TEXTE PRÉSENTÉ:
========

Mon film préféré. La mise en scène est une merveille d'inventivité, le scénario béton, les acteurs formidables. Le cinéma, c'est un lieu où l'on devrait voir plus de films de cette trempe.
La première partie m'a un peu fait peur, lente, sinistre, incompréhensible, j'ai un peu lutté pour ne pas m'endormir. La deuxième en revanche est très belle. Image magnifique, beau travail sonore, et histoire d'amour vibrante. J'ai bien fait de résister.
D'abord, "Tabou" surprend par sa forme narrative, ses partis pris osés et plutôt risqués de la séparation en deux parties et du récit dans le récit qui constituent son ossature. Son charme profond se trouve toutefois ailleurs, dans cette évocation d'un passé magnifié dans lequel l'insouciance flirte avec le morbide en toute légèreté. Rarement la nostalgie aura été aussi belle au cinéma.

========

MATÉRIEL PRÉSENTÉ:

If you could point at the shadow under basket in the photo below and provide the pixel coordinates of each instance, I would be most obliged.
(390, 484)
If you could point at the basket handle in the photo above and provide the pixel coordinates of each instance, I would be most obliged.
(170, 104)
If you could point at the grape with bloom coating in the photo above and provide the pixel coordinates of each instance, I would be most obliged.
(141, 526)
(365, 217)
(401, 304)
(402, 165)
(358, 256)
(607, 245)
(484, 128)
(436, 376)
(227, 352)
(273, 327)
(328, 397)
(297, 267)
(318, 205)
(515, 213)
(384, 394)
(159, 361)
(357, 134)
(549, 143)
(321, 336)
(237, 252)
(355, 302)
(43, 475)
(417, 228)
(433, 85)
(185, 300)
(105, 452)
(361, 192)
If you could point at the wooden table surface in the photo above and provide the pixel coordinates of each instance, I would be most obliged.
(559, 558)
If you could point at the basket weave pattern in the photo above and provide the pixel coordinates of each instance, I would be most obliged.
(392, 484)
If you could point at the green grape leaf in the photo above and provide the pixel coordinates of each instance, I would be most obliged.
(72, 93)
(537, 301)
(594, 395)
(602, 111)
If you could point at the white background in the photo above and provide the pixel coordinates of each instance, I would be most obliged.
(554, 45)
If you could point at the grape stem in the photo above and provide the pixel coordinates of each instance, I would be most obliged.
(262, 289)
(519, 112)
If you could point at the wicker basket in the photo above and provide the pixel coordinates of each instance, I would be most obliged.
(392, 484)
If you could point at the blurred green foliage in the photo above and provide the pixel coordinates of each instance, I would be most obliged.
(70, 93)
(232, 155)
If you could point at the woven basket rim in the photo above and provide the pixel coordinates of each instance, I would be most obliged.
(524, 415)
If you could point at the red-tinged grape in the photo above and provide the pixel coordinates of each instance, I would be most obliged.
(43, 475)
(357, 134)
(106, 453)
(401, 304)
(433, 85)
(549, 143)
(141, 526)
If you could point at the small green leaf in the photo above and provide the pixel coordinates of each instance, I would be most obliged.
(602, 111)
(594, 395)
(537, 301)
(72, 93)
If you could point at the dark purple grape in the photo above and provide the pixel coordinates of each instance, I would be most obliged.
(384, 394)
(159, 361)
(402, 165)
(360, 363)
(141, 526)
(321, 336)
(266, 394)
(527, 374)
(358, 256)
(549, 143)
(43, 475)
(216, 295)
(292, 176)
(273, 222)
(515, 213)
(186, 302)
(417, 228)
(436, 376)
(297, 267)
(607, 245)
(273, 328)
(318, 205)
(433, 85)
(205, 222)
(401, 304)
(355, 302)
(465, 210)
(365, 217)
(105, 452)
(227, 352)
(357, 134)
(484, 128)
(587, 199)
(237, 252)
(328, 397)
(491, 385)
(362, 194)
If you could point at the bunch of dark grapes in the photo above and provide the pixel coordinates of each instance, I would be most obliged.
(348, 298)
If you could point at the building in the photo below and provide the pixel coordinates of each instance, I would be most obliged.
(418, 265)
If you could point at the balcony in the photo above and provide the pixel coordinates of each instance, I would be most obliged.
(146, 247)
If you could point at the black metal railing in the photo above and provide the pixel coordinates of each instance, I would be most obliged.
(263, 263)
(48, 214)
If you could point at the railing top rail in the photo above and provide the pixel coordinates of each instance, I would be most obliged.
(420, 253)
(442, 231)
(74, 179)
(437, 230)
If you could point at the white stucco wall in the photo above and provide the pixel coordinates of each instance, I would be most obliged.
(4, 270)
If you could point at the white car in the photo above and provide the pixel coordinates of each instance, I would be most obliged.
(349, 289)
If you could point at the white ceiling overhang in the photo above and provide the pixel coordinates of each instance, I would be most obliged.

========

CONSIGNES PROPOSÉES:
A. D'après le texte présenté, en combien de parties le film « Tabou » est-il séparé ?
B. Recopiez le passage du texte présenté qui va de « Mon film préféré. » jusqu'à « belle au cinéma. » inclus.

RÉPONSES ATTENDUES:
A. En deux parties.

B.
Mon film préféré. La mise en scène est une merveille d'inventivité, le scénario béton, les acteurs formidables. Le cinéma, c'est un lieu où l'on devrait voir plus de films de cette trempe.
La première partie m'a un peu fait peur, lente, sinistre, incompréhensible, j'ai un peu lutté pour ne pas m'endormir. La deuxième en revanche est très belle. Image magnifique, beau travail sonore, et histoire d'amour vibrante. J'ai bien fait de résister.
D'abord, "Tabou" surprend par sa forme narrative, ses partis pris osés et plutôt risqués de la séparation en deux parties et du récit dans le récit qui constituent son ossature. Son charme profond se trouve toutefois ailleurs, dans cette évocation d'un passé magnifié dans lequel l'insouciance flirte avec le morbide en toute légèreté. Rarement la nostalgie aura été aussi belle au cinéma.